● **What you will do**:
Filter the entries below and copy out every line that contains the word "jacket".

● **Task data**:

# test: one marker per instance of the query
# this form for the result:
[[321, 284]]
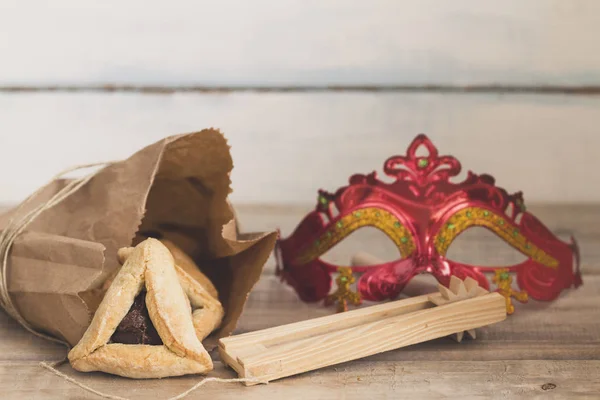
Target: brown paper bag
[[174, 189]]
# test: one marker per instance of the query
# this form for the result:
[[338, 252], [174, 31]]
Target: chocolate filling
[[136, 327]]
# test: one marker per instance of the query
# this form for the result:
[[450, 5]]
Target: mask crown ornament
[[423, 212]]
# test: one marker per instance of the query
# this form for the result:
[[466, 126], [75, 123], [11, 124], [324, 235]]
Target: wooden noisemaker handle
[[304, 346]]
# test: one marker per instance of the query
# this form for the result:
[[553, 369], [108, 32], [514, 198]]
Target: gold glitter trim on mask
[[499, 224], [370, 216]]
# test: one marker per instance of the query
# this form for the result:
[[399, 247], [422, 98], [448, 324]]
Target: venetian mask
[[422, 212]]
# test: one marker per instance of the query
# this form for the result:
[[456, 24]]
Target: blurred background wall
[[308, 92]]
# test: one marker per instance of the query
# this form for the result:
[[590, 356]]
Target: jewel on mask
[[503, 281], [423, 212], [344, 294]]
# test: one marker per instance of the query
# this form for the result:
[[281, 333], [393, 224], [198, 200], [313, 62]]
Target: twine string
[[14, 228]]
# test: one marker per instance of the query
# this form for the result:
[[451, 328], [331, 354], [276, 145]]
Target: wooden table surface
[[544, 349]]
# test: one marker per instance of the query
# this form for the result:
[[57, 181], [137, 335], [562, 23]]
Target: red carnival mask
[[422, 212]]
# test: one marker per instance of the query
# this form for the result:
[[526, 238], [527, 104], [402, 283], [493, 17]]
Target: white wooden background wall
[[288, 144]]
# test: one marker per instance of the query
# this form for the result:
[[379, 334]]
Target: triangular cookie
[[207, 311], [149, 266]]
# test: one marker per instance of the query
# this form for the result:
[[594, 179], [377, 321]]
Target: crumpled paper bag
[[175, 189]]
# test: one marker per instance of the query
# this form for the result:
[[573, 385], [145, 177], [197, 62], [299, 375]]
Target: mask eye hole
[[366, 239], [479, 246]]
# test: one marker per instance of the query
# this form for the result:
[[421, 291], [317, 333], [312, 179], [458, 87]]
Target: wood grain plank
[[355, 380], [300, 42], [286, 146], [568, 328]]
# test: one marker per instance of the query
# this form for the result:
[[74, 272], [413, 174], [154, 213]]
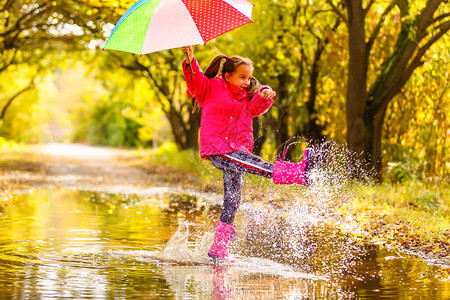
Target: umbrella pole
[[189, 61]]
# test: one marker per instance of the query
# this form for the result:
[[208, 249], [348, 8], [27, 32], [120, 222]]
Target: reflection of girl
[[229, 102]]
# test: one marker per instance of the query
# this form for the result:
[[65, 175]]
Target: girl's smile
[[240, 77]]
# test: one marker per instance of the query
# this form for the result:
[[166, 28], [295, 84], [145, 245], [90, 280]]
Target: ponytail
[[228, 67], [214, 66]]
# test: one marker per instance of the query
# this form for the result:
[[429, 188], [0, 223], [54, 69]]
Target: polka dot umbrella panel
[[154, 25]]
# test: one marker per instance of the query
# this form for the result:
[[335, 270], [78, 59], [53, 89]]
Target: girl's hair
[[229, 66]]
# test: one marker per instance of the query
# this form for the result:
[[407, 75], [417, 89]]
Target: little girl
[[229, 102]]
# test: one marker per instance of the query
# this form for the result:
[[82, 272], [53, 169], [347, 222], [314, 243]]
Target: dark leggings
[[234, 165]]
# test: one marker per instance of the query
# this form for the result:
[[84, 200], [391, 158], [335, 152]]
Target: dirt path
[[83, 167]]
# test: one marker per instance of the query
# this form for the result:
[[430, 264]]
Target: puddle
[[63, 243]]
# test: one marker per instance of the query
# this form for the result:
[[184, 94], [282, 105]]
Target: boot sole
[[310, 156]]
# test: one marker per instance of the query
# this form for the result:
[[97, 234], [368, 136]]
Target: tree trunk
[[357, 128]]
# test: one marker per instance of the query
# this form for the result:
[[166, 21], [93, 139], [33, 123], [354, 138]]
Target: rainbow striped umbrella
[[154, 25]]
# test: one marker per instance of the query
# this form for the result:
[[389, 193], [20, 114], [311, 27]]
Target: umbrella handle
[[189, 61]]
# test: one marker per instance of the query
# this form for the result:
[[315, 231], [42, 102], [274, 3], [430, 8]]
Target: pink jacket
[[227, 112]]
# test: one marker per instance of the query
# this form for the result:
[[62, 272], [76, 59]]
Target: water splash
[[291, 224]]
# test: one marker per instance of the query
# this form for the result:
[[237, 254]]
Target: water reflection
[[73, 244]]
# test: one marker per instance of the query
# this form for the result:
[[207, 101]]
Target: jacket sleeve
[[258, 104], [197, 83]]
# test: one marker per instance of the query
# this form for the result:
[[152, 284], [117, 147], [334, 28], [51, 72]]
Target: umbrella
[[154, 25]]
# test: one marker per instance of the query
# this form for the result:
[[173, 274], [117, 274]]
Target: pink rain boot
[[222, 239], [288, 173]]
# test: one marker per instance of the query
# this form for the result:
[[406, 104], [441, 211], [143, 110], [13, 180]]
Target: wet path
[[105, 239]]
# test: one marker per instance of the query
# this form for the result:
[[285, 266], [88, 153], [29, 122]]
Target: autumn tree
[[420, 24]]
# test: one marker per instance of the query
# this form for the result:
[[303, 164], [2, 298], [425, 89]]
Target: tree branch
[[444, 28], [10, 101], [377, 29], [366, 10], [336, 10]]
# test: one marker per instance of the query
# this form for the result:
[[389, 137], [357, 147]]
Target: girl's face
[[240, 77]]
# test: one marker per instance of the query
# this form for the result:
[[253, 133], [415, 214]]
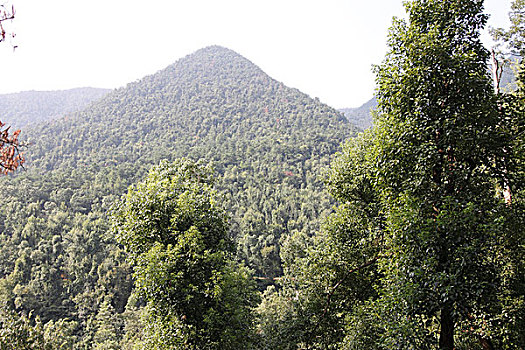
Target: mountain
[[30, 107], [361, 116], [269, 145]]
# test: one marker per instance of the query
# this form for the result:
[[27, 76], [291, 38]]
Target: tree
[[10, 157], [438, 148], [423, 221], [5, 15], [176, 235]]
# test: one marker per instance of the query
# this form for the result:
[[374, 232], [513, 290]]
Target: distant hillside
[[30, 107], [360, 116], [269, 145]]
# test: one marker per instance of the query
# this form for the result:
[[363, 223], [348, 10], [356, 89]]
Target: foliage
[[6, 14], [176, 236], [423, 251], [10, 157], [21, 333]]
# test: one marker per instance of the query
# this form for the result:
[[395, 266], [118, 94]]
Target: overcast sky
[[325, 48]]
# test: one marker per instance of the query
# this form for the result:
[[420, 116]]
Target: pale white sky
[[325, 48]]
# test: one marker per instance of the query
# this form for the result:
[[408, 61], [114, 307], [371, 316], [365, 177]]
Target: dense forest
[[209, 206], [362, 115]]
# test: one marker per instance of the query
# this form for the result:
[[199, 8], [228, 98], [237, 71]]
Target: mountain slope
[[30, 107], [269, 145], [361, 116]]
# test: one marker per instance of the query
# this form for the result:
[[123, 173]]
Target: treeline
[[417, 244]]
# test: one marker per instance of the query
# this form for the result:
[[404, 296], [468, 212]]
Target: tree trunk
[[446, 334]]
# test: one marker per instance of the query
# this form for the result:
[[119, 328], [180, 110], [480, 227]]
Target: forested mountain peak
[[268, 145]]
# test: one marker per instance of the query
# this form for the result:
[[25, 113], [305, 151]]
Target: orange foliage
[[10, 157]]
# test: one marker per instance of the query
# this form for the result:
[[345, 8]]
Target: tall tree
[[438, 145], [176, 235], [10, 156]]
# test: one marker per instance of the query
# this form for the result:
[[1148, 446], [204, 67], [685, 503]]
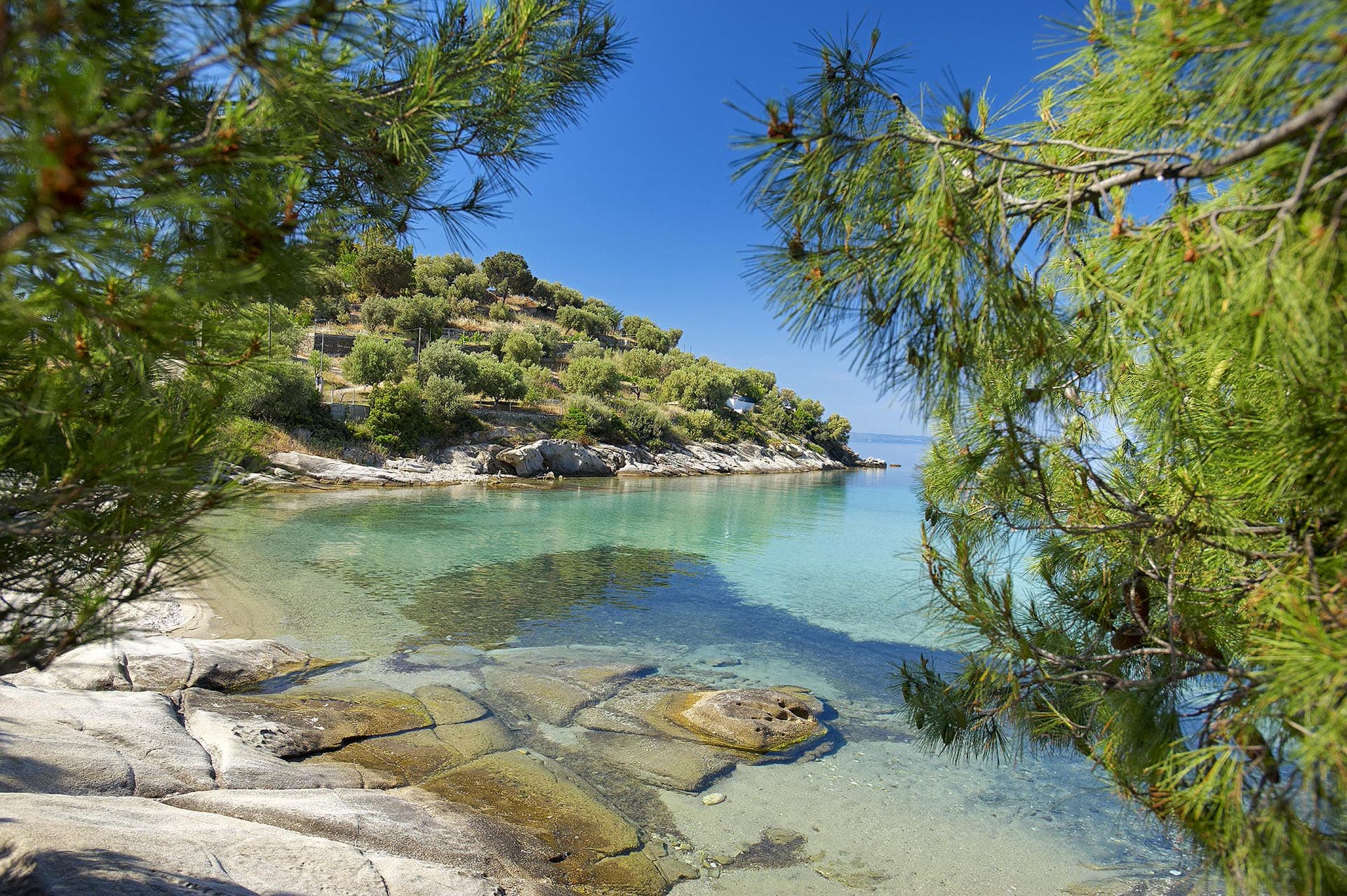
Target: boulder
[[756, 720], [325, 469], [96, 743], [128, 846], [411, 825], [556, 456], [163, 663]]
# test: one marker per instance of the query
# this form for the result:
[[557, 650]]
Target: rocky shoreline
[[551, 458], [155, 763]]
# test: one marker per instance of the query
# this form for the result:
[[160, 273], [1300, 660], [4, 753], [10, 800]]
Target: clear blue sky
[[636, 205]]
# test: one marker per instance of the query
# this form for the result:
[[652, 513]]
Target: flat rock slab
[[410, 825], [302, 723], [98, 743], [163, 663], [542, 795], [756, 720], [673, 764], [128, 846]]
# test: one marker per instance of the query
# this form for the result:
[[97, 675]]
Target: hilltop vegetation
[[443, 344]]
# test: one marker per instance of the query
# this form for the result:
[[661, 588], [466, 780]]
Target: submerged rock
[[753, 720], [544, 796]]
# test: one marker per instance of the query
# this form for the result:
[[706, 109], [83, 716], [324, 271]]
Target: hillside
[[417, 354]]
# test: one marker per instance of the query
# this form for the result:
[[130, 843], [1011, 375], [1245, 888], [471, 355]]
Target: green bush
[[383, 269], [647, 423], [701, 426], [546, 336], [641, 364], [523, 348], [610, 316], [591, 376], [446, 405], [836, 430], [500, 380], [698, 387], [443, 359], [587, 349], [398, 417], [282, 394], [377, 312], [421, 312], [471, 287], [582, 321], [587, 420], [373, 360], [556, 295], [508, 272]]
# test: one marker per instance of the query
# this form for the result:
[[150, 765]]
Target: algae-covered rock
[[303, 723], [673, 764], [753, 720], [542, 795]]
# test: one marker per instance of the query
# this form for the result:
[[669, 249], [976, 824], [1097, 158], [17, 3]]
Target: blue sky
[[636, 205]]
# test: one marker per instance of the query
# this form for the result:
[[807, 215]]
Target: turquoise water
[[810, 580]]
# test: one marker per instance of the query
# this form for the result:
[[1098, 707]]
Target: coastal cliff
[[550, 458]]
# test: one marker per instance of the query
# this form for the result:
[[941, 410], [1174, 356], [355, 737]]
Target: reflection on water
[[495, 604]]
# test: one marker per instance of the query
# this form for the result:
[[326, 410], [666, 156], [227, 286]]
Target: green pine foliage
[[161, 168], [1122, 307]]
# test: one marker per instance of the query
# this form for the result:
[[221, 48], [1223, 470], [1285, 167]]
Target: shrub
[[587, 420], [373, 360], [500, 380], [610, 316], [582, 321], [837, 430], [645, 422], [421, 312], [377, 313], [538, 385], [556, 295], [508, 271], [546, 337], [587, 349], [281, 394], [698, 387], [471, 287], [445, 401], [753, 385], [398, 415], [641, 364], [591, 376], [383, 269], [443, 359], [701, 424], [523, 348]]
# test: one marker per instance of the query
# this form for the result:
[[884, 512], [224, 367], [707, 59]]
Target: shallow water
[[810, 580]]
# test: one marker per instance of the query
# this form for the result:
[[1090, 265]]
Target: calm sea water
[[811, 580]]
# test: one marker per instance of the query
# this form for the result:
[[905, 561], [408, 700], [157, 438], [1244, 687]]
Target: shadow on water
[[652, 601]]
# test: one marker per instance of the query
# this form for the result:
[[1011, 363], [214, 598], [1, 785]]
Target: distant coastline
[[888, 439]]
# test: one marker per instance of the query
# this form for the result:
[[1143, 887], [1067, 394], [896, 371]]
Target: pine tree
[[1122, 306], [168, 170]]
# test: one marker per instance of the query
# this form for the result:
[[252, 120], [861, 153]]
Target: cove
[[749, 581]]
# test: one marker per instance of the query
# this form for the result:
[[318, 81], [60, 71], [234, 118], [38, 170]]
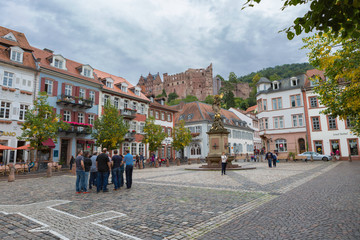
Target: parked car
[[316, 156]]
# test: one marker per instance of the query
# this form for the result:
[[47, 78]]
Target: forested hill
[[278, 72]]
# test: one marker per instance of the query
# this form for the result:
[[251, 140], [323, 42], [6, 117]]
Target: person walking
[[104, 166], [274, 159], [87, 166], [269, 157], [80, 173], [116, 163], [93, 171], [223, 163], [129, 161]]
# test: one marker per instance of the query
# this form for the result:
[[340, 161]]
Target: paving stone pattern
[[318, 200]]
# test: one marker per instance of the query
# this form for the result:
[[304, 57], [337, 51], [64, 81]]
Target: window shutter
[[55, 87], [96, 98], [42, 86], [63, 88]]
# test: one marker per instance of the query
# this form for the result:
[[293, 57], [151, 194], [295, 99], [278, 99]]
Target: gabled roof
[[21, 40], [117, 81], [72, 66]]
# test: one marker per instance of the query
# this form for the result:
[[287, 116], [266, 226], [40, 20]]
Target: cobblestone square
[[314, 200]]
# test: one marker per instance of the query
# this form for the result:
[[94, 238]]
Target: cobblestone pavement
[[315, 200]]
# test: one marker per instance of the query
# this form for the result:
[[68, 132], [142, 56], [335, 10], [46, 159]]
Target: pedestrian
[[274, 159], [87, 167], [93, 171], [103, 166], [337, 154], [269, 157], [116, 163], [137, 163], [142, 159], [72, 161], [80, 173], [129, 161], [223, 163]]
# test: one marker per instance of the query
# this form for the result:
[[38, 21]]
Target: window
[[141, 148], [353, 146], [92, 96], [318, 147], [297, 120], [264, 104], [295, 100], [116, 103], [313, 102], [281, 145], [68, 90], [48, 86], [82, 93], [332, 123], [23, 109], [5, 110], [91, 119], [133, 149], [316, 123], [67, 116], [81, 118], [8, 79], [58, 63], [278, 122], [276, 103], [16, 56]]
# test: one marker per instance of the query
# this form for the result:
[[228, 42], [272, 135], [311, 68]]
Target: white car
[[316, 156]]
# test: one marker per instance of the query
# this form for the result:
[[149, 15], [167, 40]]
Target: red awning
[[49, 143], [3, 147]]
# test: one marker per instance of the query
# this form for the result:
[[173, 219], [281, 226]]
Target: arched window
[[281, 145], [195, 149]]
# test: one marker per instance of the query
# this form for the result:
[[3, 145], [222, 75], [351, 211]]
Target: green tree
[[41, 123], [340, 91], [154, 134], [172, 96], [341, 17], [181, 137], [110, 128]]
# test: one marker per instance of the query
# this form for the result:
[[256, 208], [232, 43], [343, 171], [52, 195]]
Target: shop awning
[[49, 143], [3, 147]]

● **Answer**:
Target: pink jacket
Target: jacket sleeve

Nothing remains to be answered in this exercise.